++++ SUPPLIED ENTRIES

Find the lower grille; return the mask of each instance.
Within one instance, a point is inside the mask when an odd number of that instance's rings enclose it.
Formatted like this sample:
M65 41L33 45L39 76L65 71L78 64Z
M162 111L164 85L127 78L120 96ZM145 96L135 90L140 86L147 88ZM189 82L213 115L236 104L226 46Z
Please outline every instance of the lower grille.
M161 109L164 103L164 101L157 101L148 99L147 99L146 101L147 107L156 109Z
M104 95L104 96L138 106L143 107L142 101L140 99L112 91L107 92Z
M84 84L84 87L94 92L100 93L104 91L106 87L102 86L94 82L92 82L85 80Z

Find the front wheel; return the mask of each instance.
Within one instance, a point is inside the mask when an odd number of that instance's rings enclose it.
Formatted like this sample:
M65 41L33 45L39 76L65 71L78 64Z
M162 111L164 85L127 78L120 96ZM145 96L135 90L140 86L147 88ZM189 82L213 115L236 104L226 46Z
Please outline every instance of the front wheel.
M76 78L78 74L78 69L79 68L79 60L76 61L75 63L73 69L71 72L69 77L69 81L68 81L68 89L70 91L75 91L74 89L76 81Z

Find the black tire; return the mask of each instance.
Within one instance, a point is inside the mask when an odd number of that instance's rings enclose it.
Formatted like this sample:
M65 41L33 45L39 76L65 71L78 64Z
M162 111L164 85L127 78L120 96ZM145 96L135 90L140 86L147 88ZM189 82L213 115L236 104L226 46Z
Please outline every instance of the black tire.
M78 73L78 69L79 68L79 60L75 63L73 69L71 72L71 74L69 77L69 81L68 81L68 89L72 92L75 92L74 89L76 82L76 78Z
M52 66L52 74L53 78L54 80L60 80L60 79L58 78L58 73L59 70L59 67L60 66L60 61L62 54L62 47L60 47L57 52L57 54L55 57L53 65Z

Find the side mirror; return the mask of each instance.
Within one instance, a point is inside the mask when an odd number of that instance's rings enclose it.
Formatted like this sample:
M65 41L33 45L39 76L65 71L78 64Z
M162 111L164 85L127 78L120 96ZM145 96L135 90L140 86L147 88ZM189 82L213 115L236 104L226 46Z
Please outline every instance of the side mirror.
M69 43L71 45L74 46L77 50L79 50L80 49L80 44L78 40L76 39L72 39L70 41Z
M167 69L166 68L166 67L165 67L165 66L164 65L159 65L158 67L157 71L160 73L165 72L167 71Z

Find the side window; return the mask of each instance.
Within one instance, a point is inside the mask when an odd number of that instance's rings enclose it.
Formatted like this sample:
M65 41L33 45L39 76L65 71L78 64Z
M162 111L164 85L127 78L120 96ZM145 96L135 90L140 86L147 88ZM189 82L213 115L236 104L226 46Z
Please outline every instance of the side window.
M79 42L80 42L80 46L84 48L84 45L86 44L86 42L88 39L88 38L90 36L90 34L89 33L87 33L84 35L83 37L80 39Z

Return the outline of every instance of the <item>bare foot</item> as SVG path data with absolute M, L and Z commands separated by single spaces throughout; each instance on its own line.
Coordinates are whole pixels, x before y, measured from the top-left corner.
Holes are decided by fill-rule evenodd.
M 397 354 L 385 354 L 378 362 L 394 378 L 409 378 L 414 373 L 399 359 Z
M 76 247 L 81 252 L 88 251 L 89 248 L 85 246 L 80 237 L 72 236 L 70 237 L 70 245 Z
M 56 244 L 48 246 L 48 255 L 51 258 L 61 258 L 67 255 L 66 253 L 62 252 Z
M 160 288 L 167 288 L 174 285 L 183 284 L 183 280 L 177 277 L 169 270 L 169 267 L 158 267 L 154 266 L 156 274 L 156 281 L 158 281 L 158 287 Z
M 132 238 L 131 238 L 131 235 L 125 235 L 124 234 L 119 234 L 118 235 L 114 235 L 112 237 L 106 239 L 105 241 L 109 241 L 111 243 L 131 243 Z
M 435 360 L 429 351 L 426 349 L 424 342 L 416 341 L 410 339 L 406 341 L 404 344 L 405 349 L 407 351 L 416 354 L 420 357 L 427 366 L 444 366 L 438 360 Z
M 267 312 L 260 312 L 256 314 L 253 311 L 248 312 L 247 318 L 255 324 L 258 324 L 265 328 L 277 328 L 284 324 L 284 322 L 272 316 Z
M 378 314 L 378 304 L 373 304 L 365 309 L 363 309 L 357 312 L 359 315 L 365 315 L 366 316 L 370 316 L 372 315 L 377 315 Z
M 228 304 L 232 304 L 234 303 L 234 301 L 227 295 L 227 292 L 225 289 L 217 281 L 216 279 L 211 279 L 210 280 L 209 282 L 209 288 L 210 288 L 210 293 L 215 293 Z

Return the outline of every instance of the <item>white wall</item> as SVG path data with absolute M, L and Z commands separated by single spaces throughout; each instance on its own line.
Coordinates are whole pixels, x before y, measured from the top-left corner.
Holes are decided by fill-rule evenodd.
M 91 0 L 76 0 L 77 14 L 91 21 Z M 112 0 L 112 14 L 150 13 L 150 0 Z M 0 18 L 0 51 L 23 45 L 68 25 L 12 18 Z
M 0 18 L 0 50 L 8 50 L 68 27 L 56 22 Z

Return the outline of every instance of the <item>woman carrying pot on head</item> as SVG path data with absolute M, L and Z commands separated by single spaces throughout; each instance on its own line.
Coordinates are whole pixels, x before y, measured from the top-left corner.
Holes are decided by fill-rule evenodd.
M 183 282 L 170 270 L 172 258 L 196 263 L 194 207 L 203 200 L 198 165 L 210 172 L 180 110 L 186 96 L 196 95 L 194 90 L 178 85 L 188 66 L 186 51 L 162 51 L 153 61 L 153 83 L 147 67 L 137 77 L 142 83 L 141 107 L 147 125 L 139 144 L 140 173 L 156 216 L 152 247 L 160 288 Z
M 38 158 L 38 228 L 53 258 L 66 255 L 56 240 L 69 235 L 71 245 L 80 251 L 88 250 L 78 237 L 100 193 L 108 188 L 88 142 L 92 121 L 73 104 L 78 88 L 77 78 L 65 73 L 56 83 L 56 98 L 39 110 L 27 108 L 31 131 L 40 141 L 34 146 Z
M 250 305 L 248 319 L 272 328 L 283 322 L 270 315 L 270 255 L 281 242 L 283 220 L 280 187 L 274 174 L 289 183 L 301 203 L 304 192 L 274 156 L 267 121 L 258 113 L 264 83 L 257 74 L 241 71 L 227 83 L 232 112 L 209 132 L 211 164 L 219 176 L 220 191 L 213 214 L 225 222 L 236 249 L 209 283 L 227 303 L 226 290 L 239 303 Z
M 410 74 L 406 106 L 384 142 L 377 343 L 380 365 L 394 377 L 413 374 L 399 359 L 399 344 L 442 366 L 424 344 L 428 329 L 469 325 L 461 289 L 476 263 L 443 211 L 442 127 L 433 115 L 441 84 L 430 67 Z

++++++++

* [TASK STATEMENT] Copy every item above word for word, with nothing changed or left out.

* [ANSWER TO THIS PROBLEM]
Find the lower grille; return the mask of each instance.
Within one instance, a point is inside the mask when an odd number of that instance's rings enclose it.
Formatted like this sample:
M65 41L33 45L39 76L65 71L78 64Z
M162 111L164 85L127 78L120 96ZM145 96L135 90L140 86L147 88ZM189 82L213 115L236 104L226 46Z
Please outline every instance of the lower grille.
M161 109L164 103L164 101L157 101L148 99L147 99L146 101L147 107L156 109Z
M104 95L104 96L138 106L143 107L142 101L140 99L112 91L107 92Z
M84 84L84 87L94 92L100 93L104 91L106 87L102 86L94 82L92 82L85 80Z

Find the front wheel; return the mask of each instance.
Within one instance, a point is inside the mask when an odd number of that instance's rings enclose it.
Formatted like this sample:
M65 41L33 45L39 76L65 71L78 64Z
M162 111L164 85L127 78L120 96ZM145 96L135 90L140 86L147 88ZM189 82L213 115L236 104L226 46Z
Please outline every instance of the front wheel.
M76 78L78 74L78 69L79 68L79 60L76 61L75 63L73 69L71 72L69 77L69 81L68 81L68 89L70 91L75 91L74 89L76 81Z

Find the black tire; return the mask of each instance.
Within one instance, a point is inside the mask when an odd number of that instance's rings enclose it.
Formatted like this sample:
M65 41L33 45L39 76L65 71L78 64Z
M162 111L164 85L127 78L120 96ZM145 96L135 90L140 86L147 88ZM189 82L213 115L236 104L226 46Z
Please outline every instance of the black tire.
M78 73L78 69L79 68L79 60L75 63L73 69L71 72L71 74L69 77L69 81L68 81L68 89L72 92L75 92L74 89L76 82L76 78Z
M52 66L52 74L53 78L54 80L60 80L60 79L58 78L58 73L59 70L59 67L60 66L60 61L62 54L62 47L60 47L57 52L57 54L55 57L53 65Z

Find the side mirror; return the mask of each instance.
Within one instance, a point is inside the mask when an odd number of that instance's rings enclose it.
Formatted like this sample:
M65 41L33 45L39 76L65 71L78 64Z
M162 111L164 85L127 78L120 96ZM145 96L135 90L140 86L147 88ZM189 82L213 115L236 104L226 46Z
Please outline every instance of the side mirror.
M69 43L71 45L74 46L77 50L79 50L80 49L80 44L78 40L76 39L72 39L70 41Z
M167 69L166 68L166 67L165 67L165 66L164 65L159 65L158 67L157 71L160 73L165 72L167 71Z

Find the side window; return the mask of each instance.
Within one instance, a point is inside the mask when an odd number of that instance's rings enclose it.
Formatted like this sample:
M65 41L33 45L39 76L65 71L78 64Z
M162 111L164 85L127 78L120 96ZM145 96L135 90L140 86L147 88ZM189 82L213 115L236 104L226 46Z
Please outline every instance of the side window.
M79 42L80 42L80 46L84 48L84 45L86 44L86 42L88 39L88 38L90 36L90 34L89 33L87 33L84 35L83 37L80 39Z

Return the outline of every instance of the <item>bare foot</item> as SVG path data with absolute M, L and Z commands separated by single spaces throughout; each instance on its own line.
Coordinates are whole pixels, x before y, measured from the top-left corner.
Holes are decided by fill-rule evenodd.
M 397 354 L 385 354 L 378 362 L 394 378 L 409 378 L 414 373 L 399 359 Z
M 76 247 L 81 252 L 88 251 L 89 248 L 85 246 L 80 237 L 72 236 L 70 237 L 70 245 Z
M 56 244 L 48 246 L 48 255 L 51 258 L 61 258 L 67 255 L 66 253 L 62 252 Z
M 160 288 L 167 288 L 174 285 L 183 284 L 183 280 L 177 277 L 169 270 L 169 267 L 158 267 L 154 266 L 156 274 L 156 281 L 158 281 L 158 287 Z
M 132 238 L 131 238 L 131 235 L 125 235 L 124 234 L 119 234 L 118 235 L 114 235 L 112 237 L 106 239 L 105 241 L 109 241 L 111 243 L 131 243 Z
M 435 360 L 429 351 L 426 349 L 424 342 L 416 341 L 410 339 L 406 341 L 404 344 L 405 349 L 407 351 L 416 354 L 420 357 L 427 366 L 444 366 L 438 360 Z
M 267 312 L 260 312 L 256 314 L 253 311 L 248 312 L 247 318 L 255 324 L 258 324 L 265 328 L 277 328 L 284 324 L 284 322 L 272 316 Z
M 378 314 L 378 304 L 373 304 L 365 309 L 363 309 L 357 312 L 359 315 L 365 315 L 366 316 L 370 316 L 372 315 L 377 315 Z
M 228 304 L 232 304 L 234 303 L 234 301 L 227 295 L 227 292 L 225 289 L 217 281 L 216 279 L 211 279 L 210 280 L 209 282 L 209 288 L 210 288 L 210 293 L 215 293 Z

Return the outline of every instance of the <item>white wall</item> as SVG path data with absolute M, L and Z commands separated by single spaces throughout; each instance on its own line.
Coordinates are whole pixels, x before y, measured from the top-left corner.
Holes are decided by fill-rule evenodd.
M 91 0 L 76 0 L 77 14 L 91 21 Z M 112 0 L 112 14 L 150 13 L 150 0 Z M 0 18 L 0 51 L 23 45 L 68 25 L 12 18 Z
M 0 18 L 0 50 L 8 50 L 68 27 L 56 22 Z

Return the outline of every instance of the <item>woman carrying pot on head</item> as SVG path data with absolute M, L and Z commands separated by single spaces throughout; each instance on its own line.
Coordinates are whole pixels, x before y, measured from the top-left corner.
Holes are decided by fill-rule evenodd.
M 183 282 L 170 270 L 172 258 L 196 263 L 194 207 L 203 200 L 198 165 L 210 172 L 180 110 L 186 96 L 196 95 L 194 90 L 178 85 L 188 66 L 186 51 L 162 51 L 153 61 L 153 83 L 147 67 L 137 77 L 142 83 L 141 107 L 147 125 L 139 144 L 140 173 L 156 216 L 152 247 L 160 288 Z
M 38 158 L 38 228 L 53 258 L 66 255 L 56 240 L 69 235 L 71 245 L 80 251 L 88 250 L 78 237 L 100 193 L 108 188 L 88 142 L 92 121 L 73 104 L 78 88 L 77 78 L 65 73 L 56 83 L 56 98 L 39 110 L 27 108 L 31 131 L 40 141 L 34 146 Z
M 250 305 L 248 319 L 272 328 L 283 322 L 270 315 L 270 255 L 281 242 L 283 220 L 280 187 L 274 174 L 289 183 L 301 203 L 304 192 L 274 156 L 267 121 L 258 113 L 264 83 L 257 74 L 241 71 L 227 83 L 232 112 L 209 132 L 211 164 L 219 176 L 220 191 L 213 214 L 225 222 L 236 249 L 209 283 L 227 303 L 226 290 L 239 303 Z
M 410 74 L 406 106 L 384 142 L 377 343 L 380 365 L 394 377 L 413 374 L 399 359 L 399 344 L 442 366 L 424 344 L 428 329 L 469 325 L 461 289 L 476 263 L 443 211 L 442 127 L 433 115 L 441 84 L 430 67 Z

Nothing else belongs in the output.